──────── Entries provided ────────

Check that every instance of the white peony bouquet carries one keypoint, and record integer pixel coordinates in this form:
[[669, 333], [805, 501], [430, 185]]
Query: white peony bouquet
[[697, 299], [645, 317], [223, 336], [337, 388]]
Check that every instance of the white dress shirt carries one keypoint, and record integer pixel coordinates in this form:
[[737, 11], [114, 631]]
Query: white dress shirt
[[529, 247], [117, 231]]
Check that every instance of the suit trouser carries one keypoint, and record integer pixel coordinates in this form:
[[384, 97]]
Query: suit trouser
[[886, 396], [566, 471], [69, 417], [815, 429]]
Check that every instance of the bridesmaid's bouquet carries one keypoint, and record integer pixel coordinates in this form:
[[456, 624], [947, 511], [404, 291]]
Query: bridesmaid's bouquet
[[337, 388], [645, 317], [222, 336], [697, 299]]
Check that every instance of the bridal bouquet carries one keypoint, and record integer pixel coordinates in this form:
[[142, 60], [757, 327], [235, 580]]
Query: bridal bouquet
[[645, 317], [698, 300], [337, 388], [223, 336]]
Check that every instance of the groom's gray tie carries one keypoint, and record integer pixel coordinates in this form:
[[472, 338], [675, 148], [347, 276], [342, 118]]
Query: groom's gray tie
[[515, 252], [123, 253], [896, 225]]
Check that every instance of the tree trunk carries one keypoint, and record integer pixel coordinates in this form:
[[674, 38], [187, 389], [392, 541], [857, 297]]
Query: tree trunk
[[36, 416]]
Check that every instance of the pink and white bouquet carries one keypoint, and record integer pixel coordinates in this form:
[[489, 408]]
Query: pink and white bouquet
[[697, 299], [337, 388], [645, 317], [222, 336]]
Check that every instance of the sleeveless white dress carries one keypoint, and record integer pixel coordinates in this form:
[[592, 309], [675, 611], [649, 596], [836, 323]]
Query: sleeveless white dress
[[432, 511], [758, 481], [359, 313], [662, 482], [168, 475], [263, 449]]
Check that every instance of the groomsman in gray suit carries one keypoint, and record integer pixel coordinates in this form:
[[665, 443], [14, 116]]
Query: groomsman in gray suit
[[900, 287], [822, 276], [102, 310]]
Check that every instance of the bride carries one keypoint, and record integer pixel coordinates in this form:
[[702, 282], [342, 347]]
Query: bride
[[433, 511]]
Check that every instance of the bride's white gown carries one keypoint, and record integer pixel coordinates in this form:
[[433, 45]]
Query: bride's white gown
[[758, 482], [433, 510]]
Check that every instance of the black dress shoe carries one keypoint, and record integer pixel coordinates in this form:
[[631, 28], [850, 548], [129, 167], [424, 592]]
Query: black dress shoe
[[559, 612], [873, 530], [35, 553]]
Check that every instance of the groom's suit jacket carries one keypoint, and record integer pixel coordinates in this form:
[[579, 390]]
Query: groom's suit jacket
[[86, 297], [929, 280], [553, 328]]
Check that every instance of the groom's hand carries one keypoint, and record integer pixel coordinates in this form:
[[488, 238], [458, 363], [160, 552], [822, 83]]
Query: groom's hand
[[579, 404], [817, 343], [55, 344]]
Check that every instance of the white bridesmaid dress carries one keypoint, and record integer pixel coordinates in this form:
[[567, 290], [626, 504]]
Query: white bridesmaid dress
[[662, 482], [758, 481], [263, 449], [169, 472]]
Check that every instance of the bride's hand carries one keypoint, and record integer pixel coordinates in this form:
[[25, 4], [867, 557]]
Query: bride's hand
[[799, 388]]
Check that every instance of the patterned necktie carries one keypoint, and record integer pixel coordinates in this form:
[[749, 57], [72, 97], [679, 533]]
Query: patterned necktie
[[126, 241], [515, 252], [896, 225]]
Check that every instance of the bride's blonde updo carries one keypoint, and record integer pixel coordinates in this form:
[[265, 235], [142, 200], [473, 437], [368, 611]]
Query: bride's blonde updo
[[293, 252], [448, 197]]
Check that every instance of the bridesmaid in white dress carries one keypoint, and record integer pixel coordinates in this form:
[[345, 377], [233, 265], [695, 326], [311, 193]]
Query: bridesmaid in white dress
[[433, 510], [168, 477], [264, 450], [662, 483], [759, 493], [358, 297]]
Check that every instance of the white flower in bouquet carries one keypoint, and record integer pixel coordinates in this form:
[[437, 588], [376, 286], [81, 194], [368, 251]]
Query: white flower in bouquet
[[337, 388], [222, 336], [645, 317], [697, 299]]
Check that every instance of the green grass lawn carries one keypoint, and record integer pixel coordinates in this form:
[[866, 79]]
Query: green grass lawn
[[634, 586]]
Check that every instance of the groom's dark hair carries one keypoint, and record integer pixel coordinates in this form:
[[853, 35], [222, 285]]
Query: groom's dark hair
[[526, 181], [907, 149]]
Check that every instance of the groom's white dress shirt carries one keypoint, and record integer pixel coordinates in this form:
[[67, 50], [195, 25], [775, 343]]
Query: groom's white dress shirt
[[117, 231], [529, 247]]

────────

Request. Return every line from the one holding "Check that every instance of the bridesmaid in" through the end of the data, exactly as it appears, with both ends kept and nothing else.

Output.
Check that every instance of the bridesmaid in white dress carries one keypoint, and record integer pixel coordinates in this form:
[[345, 377], [233, 265], [695, 326], [311, 193]]
Query: bridesmaid in white dress
[[433, 510], [168, 477], [264, 450], [662, 483], [759, 493], [358, 297]]
Check that every instance of the white flower in bouquet carries one keypoint, and record integer pixel coordinates in this form:
[[437, 588], [376, 286], [81, 194], [368, 251]]
Query: white flower in bouquet
[[337, 388], [222, 336], [645, 317], [697, 299]]
Check that every instance of the green grass lawn carries one keypoint, and record integer pixel coordinates in this form:
[[866, 79]]
Query: green grass lawn
[[634, 586]]
Check that every instance of the groom's dark hair carries one keypoint, and record integer pixel coordinates in this form:
[[853, 35], [222, 285]]
Query: groom's dark hair
[[526, 181], [907, 149]]
Check that every instance of the groom's white dress shirt carries one keypoint, and record integer pixel coordinates in this form:
[[67, 50], [195, 25], [775, 343]]
Query: groom's white dress shirt
[[117, 231], [529, 247]]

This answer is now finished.